**Brano:**
····················

Chi ha tollerato che cosa, ministro Maroni?
Rosarno era teatro da anni di una conflittualità quotidiana, pestaggi isolati,
sfide tra giovanissimi divisi dal colore della pelle ma accomunati da una
miseria culturale che li induce a viversi come nemici. Dopo i colpi di fucile
che hanno ferito due immigrati, giovedì la furia degli immigrati ha colpito
indiscriminatamente la popolazione calabrese. Ieri, per rappresaglia, è
scattata la "caccia al nero": disordini razziali che evocano scenari
di un´America d´altri tempi. Di nuovo sparatorie a casaccio per terrorizzare i
miserabili che hanno osato ribellarsi, insanguinando la Piana di Gioia Tauro
dove governano ben altre autorità che non lo Stato democratico.
La riconversione legale dell´agricoltura del Sud implicherebbe, accanto agli
investimenti economici, un´opera di civilizzazione che mal si concilia con l´offensiva
propagandistica imperniata sulla criminalizzazione del clandestino. Non solo i
mass media ma anche i portavoce della destra governativa hanno eccitato,
legittimato sentimenti d´ostilità da cui oggi scaturiscono comportamenti
barbari, indegni di un paese civile.
Se a Castelvolturno, nel settembre 2008, fu la camorra a sterminare sei
braccianti africani, a Rosarno assistiamo a un degrado ulteriore: settori di
cittadinanza coinvolti in un´azione di repulisti inconsulta. La chiamata alle
armi contro i dannati della terra che certo non potevano garantire – con la
sola forza disciplinata delle loro braccia - il benessere di un´area rimasta
povera.

····················

**I record:**
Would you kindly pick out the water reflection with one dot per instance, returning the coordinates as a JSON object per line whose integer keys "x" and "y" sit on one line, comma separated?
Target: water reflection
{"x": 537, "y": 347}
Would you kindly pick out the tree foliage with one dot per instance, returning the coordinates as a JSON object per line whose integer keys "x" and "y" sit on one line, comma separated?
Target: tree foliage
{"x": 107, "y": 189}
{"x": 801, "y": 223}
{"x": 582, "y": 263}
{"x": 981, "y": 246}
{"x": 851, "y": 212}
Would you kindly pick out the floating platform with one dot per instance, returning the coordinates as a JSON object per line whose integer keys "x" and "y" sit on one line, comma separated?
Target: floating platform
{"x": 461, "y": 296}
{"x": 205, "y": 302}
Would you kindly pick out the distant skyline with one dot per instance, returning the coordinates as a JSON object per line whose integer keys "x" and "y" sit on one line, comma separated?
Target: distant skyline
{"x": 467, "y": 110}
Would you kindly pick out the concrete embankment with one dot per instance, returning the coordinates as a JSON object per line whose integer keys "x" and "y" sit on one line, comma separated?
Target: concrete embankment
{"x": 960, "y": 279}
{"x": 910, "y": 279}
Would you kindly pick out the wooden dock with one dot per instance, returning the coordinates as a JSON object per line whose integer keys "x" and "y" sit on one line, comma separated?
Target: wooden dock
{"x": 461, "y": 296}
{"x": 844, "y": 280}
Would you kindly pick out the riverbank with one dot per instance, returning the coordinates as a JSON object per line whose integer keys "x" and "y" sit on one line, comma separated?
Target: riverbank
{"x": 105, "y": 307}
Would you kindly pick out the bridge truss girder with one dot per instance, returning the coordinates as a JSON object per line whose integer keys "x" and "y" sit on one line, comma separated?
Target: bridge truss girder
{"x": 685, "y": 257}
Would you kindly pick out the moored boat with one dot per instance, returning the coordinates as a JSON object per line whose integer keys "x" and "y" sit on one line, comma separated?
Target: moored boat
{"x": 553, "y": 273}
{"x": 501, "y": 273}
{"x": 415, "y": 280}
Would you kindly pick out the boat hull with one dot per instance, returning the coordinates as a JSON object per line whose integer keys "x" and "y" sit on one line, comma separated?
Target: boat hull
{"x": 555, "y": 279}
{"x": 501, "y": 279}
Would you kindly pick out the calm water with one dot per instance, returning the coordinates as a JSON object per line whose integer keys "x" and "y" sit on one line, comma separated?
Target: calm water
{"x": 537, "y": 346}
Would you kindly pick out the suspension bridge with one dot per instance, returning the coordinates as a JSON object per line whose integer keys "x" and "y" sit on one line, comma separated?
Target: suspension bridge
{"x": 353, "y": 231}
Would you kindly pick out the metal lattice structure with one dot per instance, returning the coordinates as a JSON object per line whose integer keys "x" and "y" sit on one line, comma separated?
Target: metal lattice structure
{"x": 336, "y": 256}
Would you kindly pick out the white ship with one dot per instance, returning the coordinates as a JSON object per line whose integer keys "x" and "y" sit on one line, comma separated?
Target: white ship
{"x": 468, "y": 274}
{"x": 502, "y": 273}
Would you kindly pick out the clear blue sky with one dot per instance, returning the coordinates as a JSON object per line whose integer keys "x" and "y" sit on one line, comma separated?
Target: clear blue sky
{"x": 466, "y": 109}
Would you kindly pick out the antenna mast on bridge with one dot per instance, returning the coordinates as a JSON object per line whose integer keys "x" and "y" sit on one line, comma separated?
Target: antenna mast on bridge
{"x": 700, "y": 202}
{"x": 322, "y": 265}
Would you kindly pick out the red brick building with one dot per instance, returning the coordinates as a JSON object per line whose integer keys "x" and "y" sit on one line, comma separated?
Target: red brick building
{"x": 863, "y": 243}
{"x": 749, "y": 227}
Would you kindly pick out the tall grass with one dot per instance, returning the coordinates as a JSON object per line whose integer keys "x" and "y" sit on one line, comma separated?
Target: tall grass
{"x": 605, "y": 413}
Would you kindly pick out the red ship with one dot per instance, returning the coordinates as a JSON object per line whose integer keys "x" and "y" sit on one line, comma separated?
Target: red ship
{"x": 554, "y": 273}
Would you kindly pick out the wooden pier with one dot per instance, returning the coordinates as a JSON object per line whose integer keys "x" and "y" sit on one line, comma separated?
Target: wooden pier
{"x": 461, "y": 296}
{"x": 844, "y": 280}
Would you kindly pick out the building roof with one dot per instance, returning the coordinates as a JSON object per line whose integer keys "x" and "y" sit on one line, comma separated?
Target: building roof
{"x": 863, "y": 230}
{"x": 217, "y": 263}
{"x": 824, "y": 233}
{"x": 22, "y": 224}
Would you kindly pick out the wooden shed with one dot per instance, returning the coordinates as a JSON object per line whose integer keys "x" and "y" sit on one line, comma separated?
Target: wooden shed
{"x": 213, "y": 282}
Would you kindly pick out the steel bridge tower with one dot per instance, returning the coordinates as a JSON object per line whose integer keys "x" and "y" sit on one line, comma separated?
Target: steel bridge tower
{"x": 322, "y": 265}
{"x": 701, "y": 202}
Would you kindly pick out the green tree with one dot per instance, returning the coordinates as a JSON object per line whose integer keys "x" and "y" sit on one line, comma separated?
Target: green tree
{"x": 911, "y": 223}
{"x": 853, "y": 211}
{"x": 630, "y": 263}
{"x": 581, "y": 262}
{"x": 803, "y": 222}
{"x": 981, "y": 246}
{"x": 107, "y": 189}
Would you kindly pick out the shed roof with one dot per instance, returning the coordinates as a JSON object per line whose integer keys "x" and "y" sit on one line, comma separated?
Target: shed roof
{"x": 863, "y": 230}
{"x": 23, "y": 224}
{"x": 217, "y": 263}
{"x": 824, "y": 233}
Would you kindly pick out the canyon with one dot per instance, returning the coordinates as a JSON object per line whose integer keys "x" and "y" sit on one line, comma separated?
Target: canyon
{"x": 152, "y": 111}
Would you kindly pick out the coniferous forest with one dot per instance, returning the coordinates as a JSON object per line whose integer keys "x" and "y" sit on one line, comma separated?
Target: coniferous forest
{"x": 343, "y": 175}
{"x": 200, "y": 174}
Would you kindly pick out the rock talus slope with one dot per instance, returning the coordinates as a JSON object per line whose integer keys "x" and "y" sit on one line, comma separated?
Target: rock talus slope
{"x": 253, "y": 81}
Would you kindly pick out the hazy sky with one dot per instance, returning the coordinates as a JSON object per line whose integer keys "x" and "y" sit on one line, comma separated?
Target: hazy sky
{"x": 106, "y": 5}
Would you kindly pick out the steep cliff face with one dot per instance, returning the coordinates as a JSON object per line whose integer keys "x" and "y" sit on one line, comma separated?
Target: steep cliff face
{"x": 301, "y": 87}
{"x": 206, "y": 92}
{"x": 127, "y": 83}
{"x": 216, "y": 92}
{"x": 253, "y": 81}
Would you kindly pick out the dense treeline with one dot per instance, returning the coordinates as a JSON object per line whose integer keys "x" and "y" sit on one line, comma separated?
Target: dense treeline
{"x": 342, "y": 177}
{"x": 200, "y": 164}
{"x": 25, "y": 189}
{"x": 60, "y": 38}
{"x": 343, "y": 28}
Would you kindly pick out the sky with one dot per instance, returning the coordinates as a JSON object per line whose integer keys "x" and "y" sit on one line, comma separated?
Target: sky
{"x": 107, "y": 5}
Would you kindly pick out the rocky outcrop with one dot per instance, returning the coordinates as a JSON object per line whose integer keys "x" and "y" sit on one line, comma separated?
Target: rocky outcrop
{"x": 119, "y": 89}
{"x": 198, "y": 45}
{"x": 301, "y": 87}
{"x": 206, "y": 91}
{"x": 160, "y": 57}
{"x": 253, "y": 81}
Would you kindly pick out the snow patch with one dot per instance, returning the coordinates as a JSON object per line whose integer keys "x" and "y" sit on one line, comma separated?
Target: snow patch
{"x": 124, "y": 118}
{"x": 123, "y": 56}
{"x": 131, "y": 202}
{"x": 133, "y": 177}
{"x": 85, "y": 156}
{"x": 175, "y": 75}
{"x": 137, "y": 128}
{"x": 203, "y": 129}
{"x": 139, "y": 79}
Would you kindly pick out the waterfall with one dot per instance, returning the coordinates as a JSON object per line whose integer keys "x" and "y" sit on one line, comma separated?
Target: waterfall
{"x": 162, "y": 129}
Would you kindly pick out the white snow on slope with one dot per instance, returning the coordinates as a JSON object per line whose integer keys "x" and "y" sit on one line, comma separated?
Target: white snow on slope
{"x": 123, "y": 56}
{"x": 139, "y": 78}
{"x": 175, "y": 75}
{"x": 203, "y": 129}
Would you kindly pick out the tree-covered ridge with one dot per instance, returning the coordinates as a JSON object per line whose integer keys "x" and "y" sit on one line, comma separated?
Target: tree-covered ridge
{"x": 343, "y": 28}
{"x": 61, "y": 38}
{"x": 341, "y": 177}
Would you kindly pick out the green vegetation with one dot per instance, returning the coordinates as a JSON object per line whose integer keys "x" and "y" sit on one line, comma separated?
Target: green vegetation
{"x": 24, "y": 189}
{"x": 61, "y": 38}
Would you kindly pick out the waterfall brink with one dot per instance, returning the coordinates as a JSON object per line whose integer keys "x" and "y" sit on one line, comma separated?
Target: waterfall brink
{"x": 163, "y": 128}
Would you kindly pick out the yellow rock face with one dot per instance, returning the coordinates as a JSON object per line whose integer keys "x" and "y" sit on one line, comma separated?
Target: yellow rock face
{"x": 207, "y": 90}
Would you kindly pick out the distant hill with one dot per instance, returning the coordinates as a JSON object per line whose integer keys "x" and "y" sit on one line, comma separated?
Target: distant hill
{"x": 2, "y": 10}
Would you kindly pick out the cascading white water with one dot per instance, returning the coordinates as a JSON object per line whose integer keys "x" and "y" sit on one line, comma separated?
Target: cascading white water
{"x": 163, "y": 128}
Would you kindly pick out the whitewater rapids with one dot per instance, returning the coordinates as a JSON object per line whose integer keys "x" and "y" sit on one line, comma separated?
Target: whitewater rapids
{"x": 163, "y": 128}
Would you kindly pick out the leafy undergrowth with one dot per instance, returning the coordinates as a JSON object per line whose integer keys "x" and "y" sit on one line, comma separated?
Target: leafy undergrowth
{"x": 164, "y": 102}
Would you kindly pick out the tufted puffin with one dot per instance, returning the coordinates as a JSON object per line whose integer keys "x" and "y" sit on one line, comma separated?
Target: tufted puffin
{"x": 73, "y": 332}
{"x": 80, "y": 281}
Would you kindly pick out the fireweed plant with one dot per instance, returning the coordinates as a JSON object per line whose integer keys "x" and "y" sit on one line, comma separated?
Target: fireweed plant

····················

**Consegne dell'esercizio:**
A - Rispondi, in base al brano, a queste domande:
(i) Quanti immigrati sono stati feriti dai colpi di fucile?
(ii) Che cosa è scattato ieri per rappresaglia?
(iii) In quale luogo e in quale data la camorra sterminò sei braccianti africani?
B - Stabilisci se ciascuna affermazione concorda con il brano. Rispondi sì o no e riporta le parole del testo che lo dimostrano.
(i) Rosarno era teatro di conflittualità soltanto da pochi giorni.
(ii) Secondo il brano, sono stati i soli mass media a eccitare sentimenti d'ostilità.
(iii) A Castelvolturno furono uccisi sei braccianti africani.
C - Stampa senza alcuna modifica il tratto del brano che va da "Rosarno era teatro" fino a "lo Stato democratico." compreso.
I record non hanno alcun legame con il brano.

**Soluzioni:**
A -
(i) Due.
(ii) La "caccia al nero".
(iii) A Castelvolturno, nel settembre 2008.

B -
(i) No: "Rosarno era teatro da anni di una conflittualità quotidiana".
(ii) No: "Non solo i mass media ma anche i portavoce della destra governativa hanno eccitato".
(iii) Sì: "fu la camorra a sterminare sei braccianti africani".

C -
Rosarno era teatro da anni di una conflittualità quotidiana, pestaggi isolati,
sfide tra giovanissimi divisi dal colore della pelle ma accomunati da una
miseria culturale che li induce a viversi come nemici. Dopo i colpi di fucile
che hanno ferito due immigrati, giovedì la furia degli immigrati ha colpito
indiscriminatamente la popolazione calabrese. Ieri, per rappresaglia, è
scattata la "caccia al nero": disordini razziali che evocano scenari
di un´America d´altri tempi. Di nuovo sparatorie a casaccio per terrorizzare i
miserabili che hanno osato ribellarsi, insanguinando la Piana di Gioia Tauro
dove governano ben altre autorità che non lo Stato democratico.